==== Given data

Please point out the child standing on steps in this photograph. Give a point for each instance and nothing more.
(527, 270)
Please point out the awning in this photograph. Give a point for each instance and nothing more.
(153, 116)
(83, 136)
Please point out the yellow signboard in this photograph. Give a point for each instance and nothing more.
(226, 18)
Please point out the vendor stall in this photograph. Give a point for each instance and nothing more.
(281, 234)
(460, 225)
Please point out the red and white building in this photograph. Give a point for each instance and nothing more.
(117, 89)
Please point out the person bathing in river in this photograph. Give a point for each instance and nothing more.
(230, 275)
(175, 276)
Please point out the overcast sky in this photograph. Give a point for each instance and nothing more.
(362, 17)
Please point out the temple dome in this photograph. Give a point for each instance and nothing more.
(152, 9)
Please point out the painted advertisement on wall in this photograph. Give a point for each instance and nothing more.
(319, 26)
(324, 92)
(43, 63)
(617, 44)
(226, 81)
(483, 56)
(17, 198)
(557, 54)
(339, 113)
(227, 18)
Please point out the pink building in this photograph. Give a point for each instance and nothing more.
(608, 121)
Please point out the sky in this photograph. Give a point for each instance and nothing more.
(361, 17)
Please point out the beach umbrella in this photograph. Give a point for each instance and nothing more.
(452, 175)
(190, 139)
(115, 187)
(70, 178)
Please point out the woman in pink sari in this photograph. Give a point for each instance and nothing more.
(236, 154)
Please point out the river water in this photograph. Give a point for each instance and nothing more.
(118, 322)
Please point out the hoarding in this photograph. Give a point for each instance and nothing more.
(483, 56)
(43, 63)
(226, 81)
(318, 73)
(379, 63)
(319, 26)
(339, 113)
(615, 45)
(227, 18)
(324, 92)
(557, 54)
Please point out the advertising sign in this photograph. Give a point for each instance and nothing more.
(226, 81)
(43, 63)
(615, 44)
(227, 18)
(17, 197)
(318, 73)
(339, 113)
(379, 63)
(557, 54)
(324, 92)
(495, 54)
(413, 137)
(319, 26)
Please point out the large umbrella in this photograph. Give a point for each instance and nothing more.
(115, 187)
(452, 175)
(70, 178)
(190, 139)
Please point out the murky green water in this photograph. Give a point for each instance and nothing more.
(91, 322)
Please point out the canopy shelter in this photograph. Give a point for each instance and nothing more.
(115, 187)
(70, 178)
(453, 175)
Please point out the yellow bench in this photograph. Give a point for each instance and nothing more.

========

Exercise aim -
Reproduce the entire listing above line for line, without changing a single character.

Worked solution -
Please point out the child standing on steps in this photograph. Give a point for each instance and nothing more.
(527, 270)
Please point out the awning in this photograph. Give a point for each instance and nothing more.
(153, 116)
(83, 136)
Please point out the yellow signboard in this photograph. Give a point for each instance and nothing more.
(226, 18)
Please point out the vendor stall in this photograph. Give a point for each instance and nothing more.
(281, 234)
(460, 225)
Please point out the red and white building in this photograph. Give a point for each instance and nothing more.
(117, 89)
Please point out the person bathing in river in this photograph. Give a point for each instance and nothing more.
(230, 275)
(175, 276)
Please point out the overcast sky in this photograph. Give a point for each instance and nothing more.
(362, 17)
Please point out the temple dome in this photograph. Give a point for each instance and nothing more.
(152, 9)
Please point out the painted advertisement on wall in this photograph. Give a point for each instance and nothing more.
(319, 26)
(324, 92)
(43, 63)
(617, 44)
(226, 81)
(483, 56)
(17, 198)
(557, 54)
(339, 113)
(227, 18)
Please point out the pink building in this photograph. Give a point for each instance and nothing more.
(608, 121)
Please point out the sky in this photograph. Give a point for each instance and nothing more.
(361, 17)
Please point out the beach umbrella in this photograph. Give a point for each instance and nothing more.
(452, 175)
(190, 139)
(115, 187)
(70, 178)
Please point out the woman in pink sari in this photograph. Give a point for each instance and nothing more.
(236, 154)
Please point out the river water in this photograph. Give a point for each instance and nothing more.
(118, 322)
Please point out the hoarding in this photograph. Give a point for each instance and nothing more.
(483, 56)
(43, 63)
(226, 81)
(318, 73)
(379, 63)
(319, 26)
(339, 113)
(615, 45)
(227, 18)
(324, 92)
(557, 54)
Please point out the advertising sign in this photograph. Give a point for each instance and nothing more.
(226, 81)
(43, 63)
(615, 44)
(227, 18)
(17, 197)
(318, 73)
(339, 113)
(379, 63)
(557, 54)
(324, 92)
(495, 54)
(413, 137)
(319, 26)
Please point out the large umbrella in this photograph. Give a point for each instance and nothing more.
(115, 187)
(452, 175)
(70, 178)
(190, 139)
Please point out the murky green water in this photograph. Give a point for each instance and nothing more.
(91, 322)
Please point out the canopy shelter in this photograph. Give a point for each instance and nothing more.
(115, 187)
(70, 178)
(453, 175)
Please point out the yellow bench in this photograph. Give a point for each instance and nothing more.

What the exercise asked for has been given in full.